PROVIDED TEXT:
####
Here I select, test, and fine-tune classifiers 

<h3>Initial classifier test</h3>

In [19]:
""" NB: My goal in this section to try out a large number of 
    classifiers and to get a sense of which seem strongest
    based on minimal fine-tuning. I'll select the highest-
    performing two algorithms to refine and improve"""

# Naive Bayes test
from sklearn.naive_bayes import GaussianNB
NB_classifier = GaussianNB()
NB_classifier.fit(features_train, labels_train)
labels_pred = NB_classifier.predict(features_test)
print "---> Naive Bayes classifier:"
print classifier_evaluation(labels_test, labels_pred)
print "\n"

# Logistic regression test
from sklearn.linear_model import LogisticRegression
lreg_classifier = LogisticRegression(C=1000)
lreg_classifier.fit(features_train, labels_train)
labels_pred = lreg_classifier.predict(features_test)
print "---> Logistic regression:"
print classifier_evaluation(labels_test, labels_pred)
print "\n"
####
DATA LISTING:
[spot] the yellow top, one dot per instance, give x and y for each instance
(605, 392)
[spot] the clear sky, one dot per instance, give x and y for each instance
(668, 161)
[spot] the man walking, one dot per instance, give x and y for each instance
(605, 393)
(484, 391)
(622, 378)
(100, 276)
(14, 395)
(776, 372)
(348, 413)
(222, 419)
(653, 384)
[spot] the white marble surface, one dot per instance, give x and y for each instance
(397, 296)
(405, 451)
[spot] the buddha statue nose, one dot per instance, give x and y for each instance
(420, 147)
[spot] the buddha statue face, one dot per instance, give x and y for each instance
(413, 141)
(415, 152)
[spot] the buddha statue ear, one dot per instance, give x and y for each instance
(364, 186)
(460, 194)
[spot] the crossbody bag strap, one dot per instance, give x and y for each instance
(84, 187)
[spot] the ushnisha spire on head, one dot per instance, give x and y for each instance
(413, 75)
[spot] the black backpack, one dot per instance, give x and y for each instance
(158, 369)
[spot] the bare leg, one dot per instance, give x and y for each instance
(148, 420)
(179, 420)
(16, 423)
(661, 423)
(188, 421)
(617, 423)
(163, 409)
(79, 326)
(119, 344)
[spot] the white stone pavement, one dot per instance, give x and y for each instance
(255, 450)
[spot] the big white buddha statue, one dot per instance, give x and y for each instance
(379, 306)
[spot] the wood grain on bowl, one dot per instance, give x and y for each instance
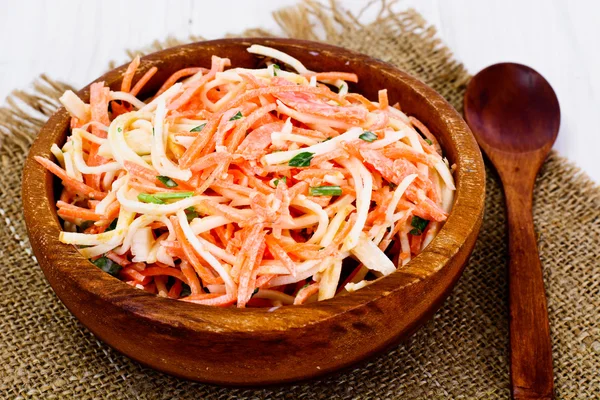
(230, 345)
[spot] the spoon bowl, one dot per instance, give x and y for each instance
(515, 116)
(512, 108)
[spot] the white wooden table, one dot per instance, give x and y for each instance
(73, 41)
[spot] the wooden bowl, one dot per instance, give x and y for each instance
(256, 346)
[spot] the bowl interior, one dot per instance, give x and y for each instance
(415, 99)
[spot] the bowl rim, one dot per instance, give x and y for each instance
(467, 211)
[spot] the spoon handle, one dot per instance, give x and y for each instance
(531, 350)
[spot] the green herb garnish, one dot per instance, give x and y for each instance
(107, 265)
(185, 290)
(419, 224)
(368, 136)
(237, 116)
(112, 225)
(171, 196)
(191, 213)
(168, 182)
(325, 191)
(283, 179)
(148, 198)
(301, 159)
(198, 128)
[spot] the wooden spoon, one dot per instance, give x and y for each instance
(514, 114)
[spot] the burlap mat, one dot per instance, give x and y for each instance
(461, 353)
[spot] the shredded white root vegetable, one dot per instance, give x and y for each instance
(247, 187)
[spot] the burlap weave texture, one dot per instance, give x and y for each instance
(462, 353)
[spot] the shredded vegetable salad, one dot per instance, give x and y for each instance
(249, 187)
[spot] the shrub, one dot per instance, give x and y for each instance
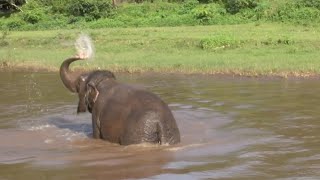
(90, 9)
(14, 24)
(234, 6)
(220, 41)
(3, 38)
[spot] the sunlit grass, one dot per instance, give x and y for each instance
(266, 49)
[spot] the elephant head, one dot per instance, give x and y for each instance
(77, 82)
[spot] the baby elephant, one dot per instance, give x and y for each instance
(121, 113)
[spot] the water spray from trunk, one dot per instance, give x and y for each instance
(84, 47)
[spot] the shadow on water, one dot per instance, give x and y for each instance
(239, 128)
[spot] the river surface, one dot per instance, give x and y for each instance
(231, 128)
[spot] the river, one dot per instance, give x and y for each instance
(231, 127)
####
DIRECTIVES:
A – Please rewrite the classifier-testing code, starting with "<h3>Initial classifier test</h3>" and going on through "labels_pred = NB_classifier.predict(features_test)", with "NB_classifier" replaced by "nb_model".
B – In the classifier-testing code, what value is given for C when the logistic regression classifier is created?
The listing has no connection to the classifier-testing code.

THE ANSWERS:
A –
<h3>Initial classifier test</h3>

In [19]:
""" NB: My goal in this section to try out a large number of 
    classifiers and to get a sense of which seem strongest
    based on minimal fine-tuning. I'll select the highest-
    performing two algorithms to refine and improve"""

# Naive Bayes test
from sklearn.naive_bayes import GaussianNB
nb_model = GaussianNB()
nb_model.fit(features_train, labels_train)
labels_pred = nb_model.predict(features_test)

B – C is set to 1000.